> _What to produce_: Return, character for character, everything from the first of the lines below down to the line containing "box: [93, 0, 217, 100]", both ends included.

> _Dataset entries_:
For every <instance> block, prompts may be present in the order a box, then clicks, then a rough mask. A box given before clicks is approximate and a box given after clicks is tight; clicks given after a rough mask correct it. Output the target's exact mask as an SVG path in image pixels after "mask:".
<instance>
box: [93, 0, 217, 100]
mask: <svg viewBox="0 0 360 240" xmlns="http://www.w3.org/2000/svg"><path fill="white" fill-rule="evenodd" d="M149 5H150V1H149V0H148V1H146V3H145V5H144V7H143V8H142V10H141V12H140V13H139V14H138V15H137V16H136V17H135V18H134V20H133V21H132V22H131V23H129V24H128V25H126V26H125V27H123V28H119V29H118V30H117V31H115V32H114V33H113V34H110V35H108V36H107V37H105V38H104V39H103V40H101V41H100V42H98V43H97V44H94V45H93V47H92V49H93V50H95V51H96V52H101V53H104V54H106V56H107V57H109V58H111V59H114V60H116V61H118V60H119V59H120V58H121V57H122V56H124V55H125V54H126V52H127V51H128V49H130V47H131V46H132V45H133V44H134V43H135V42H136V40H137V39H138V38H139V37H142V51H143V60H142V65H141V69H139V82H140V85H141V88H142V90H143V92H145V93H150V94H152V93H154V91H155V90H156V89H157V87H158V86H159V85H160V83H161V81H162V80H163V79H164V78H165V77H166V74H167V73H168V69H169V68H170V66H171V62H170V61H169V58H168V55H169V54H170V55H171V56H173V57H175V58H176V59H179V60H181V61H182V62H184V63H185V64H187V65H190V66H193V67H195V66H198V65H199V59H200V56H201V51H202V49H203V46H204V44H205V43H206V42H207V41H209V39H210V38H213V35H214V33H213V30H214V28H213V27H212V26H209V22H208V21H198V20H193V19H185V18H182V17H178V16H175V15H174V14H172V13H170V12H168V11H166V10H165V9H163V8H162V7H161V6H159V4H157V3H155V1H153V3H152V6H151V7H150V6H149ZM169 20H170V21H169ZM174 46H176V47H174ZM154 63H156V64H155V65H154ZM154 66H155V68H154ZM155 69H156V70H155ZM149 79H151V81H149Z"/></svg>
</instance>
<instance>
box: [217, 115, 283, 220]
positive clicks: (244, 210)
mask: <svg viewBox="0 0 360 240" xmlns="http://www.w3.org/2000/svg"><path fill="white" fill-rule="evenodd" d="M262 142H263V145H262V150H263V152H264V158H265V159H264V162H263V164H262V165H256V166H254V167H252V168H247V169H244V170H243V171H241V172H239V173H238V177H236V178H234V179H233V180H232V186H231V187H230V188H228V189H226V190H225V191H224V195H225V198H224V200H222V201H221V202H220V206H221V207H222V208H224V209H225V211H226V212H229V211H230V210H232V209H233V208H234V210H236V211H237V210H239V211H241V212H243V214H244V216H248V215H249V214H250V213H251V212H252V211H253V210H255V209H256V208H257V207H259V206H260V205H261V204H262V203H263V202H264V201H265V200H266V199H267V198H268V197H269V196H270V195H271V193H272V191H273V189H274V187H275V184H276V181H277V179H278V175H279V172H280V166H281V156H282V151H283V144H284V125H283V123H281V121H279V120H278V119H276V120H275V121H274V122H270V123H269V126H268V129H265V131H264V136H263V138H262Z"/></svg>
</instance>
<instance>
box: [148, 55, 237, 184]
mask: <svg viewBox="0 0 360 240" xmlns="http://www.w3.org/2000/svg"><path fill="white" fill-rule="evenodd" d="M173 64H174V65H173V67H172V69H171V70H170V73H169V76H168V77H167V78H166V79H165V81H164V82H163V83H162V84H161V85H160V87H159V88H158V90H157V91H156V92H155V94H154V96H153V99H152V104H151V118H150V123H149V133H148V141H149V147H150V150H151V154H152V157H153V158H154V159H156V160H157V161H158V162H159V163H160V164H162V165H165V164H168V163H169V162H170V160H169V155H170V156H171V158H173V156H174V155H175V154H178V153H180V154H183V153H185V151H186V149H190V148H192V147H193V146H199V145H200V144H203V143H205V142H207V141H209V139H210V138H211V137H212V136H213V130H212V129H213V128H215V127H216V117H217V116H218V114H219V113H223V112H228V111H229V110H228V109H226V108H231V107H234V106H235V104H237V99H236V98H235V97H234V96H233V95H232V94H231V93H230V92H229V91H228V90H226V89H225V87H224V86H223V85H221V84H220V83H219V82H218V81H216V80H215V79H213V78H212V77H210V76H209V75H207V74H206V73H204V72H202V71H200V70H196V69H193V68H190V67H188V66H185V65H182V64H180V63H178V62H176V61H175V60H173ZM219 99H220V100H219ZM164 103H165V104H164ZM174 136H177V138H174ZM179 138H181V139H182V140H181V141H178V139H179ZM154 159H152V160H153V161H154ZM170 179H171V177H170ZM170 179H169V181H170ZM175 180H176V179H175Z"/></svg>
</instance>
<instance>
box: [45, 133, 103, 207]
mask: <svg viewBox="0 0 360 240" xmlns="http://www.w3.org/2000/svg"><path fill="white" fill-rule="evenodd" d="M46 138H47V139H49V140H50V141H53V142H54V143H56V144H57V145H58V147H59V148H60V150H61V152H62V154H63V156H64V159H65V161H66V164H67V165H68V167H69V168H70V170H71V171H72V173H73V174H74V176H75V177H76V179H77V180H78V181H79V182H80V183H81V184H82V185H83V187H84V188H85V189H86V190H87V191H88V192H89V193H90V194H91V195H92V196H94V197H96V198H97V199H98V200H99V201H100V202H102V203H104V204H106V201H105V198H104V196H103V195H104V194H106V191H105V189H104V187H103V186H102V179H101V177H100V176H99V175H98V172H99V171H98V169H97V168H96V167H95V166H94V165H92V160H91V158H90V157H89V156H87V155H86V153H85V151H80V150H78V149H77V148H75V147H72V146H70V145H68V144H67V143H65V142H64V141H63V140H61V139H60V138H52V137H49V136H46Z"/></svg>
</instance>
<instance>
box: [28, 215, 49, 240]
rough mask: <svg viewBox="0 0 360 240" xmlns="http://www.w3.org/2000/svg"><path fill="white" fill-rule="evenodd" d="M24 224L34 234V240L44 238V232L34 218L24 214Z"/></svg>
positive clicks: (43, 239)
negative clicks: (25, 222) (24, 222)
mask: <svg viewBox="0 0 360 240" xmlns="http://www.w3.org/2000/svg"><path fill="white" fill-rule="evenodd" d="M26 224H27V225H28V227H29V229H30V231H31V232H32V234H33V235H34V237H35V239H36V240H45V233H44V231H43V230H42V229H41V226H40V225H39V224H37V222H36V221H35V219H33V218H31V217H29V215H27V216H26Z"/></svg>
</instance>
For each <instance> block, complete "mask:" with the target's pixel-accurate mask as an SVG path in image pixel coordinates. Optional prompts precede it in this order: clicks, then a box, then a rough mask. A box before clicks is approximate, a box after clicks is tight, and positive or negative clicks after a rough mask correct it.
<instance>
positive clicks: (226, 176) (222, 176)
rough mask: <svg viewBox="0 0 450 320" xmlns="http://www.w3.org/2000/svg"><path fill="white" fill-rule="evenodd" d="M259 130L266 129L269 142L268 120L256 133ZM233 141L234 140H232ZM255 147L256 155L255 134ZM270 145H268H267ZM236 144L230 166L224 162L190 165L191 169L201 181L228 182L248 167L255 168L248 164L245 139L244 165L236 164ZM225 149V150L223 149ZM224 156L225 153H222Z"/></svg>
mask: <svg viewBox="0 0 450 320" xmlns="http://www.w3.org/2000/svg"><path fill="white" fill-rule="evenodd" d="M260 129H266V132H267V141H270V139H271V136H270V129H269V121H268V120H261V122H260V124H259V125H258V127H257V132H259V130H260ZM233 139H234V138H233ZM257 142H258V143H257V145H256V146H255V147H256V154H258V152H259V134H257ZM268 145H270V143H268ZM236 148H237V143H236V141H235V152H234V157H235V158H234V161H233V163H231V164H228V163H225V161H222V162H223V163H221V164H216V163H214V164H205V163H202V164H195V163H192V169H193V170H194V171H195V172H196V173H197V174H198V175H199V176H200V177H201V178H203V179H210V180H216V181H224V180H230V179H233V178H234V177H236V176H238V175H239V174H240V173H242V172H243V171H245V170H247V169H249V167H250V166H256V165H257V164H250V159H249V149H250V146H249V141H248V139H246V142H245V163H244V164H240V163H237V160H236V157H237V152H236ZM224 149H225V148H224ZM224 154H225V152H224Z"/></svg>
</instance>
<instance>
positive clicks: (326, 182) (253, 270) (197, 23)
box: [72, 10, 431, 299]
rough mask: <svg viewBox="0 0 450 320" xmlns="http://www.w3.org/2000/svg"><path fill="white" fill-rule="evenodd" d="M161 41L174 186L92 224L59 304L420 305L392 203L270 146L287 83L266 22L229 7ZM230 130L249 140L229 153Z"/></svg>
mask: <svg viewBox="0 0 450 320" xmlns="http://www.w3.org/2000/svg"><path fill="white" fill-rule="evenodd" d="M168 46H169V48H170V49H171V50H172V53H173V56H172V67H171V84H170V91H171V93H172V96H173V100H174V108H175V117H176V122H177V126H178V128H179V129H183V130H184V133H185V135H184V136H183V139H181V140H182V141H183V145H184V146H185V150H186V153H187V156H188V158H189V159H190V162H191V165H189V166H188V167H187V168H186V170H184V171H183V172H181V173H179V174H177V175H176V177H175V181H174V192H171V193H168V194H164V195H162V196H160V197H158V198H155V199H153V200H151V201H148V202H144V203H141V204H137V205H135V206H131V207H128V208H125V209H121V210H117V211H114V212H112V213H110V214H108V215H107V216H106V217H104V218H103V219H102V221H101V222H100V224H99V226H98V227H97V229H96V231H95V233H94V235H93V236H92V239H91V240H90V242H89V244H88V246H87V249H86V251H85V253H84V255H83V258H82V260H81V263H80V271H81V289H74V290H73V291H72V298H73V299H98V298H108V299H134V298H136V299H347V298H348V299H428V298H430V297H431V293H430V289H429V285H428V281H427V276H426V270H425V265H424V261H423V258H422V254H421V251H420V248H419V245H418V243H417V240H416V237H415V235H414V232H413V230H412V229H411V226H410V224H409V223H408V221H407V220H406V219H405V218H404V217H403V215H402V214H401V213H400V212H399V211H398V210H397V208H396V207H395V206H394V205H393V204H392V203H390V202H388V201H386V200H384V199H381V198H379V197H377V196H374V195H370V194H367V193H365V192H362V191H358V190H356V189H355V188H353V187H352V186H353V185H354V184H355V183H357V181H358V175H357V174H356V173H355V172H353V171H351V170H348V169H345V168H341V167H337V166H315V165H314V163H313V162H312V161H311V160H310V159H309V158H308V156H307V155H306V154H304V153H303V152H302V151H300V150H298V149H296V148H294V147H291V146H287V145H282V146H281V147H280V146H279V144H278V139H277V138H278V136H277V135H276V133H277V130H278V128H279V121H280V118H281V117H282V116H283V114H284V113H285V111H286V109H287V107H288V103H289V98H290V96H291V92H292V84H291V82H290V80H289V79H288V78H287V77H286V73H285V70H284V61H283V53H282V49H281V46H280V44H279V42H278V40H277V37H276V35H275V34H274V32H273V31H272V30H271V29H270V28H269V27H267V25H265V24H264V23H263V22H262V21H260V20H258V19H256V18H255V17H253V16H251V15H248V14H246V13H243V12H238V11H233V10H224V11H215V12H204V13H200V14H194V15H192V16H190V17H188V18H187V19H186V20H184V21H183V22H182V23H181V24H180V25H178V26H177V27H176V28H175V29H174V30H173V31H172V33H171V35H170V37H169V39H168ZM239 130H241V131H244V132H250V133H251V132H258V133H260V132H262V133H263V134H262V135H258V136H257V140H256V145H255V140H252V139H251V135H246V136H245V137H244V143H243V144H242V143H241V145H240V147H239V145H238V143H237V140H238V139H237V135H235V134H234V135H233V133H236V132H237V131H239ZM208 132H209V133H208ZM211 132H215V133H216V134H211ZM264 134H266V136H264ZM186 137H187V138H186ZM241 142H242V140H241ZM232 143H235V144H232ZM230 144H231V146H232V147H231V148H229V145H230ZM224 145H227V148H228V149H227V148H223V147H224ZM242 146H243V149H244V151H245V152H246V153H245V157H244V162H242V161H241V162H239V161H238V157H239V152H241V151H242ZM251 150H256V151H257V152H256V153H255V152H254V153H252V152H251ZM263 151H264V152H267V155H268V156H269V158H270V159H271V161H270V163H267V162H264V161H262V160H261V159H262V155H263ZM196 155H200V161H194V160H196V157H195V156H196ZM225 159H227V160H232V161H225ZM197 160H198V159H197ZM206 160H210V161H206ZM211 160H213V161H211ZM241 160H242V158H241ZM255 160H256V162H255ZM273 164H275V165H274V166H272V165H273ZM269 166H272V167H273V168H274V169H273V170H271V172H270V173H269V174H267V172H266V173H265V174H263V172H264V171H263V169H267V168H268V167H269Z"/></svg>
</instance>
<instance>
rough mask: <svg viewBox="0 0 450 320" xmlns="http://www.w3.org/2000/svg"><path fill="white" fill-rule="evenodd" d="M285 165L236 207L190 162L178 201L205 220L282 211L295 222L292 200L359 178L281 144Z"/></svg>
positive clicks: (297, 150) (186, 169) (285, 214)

> _Reply_:
For every <instance> block, prompts may be present in the order a box, then clicks, then a rough mask. A box given before clicks is approximate and a box given after clicks is tight; clicks given after a rough mask correct it. Output the target's exact mask as an SVG path in image pixels after "mask:".
<instance>
box: [93, 0, 217, 100]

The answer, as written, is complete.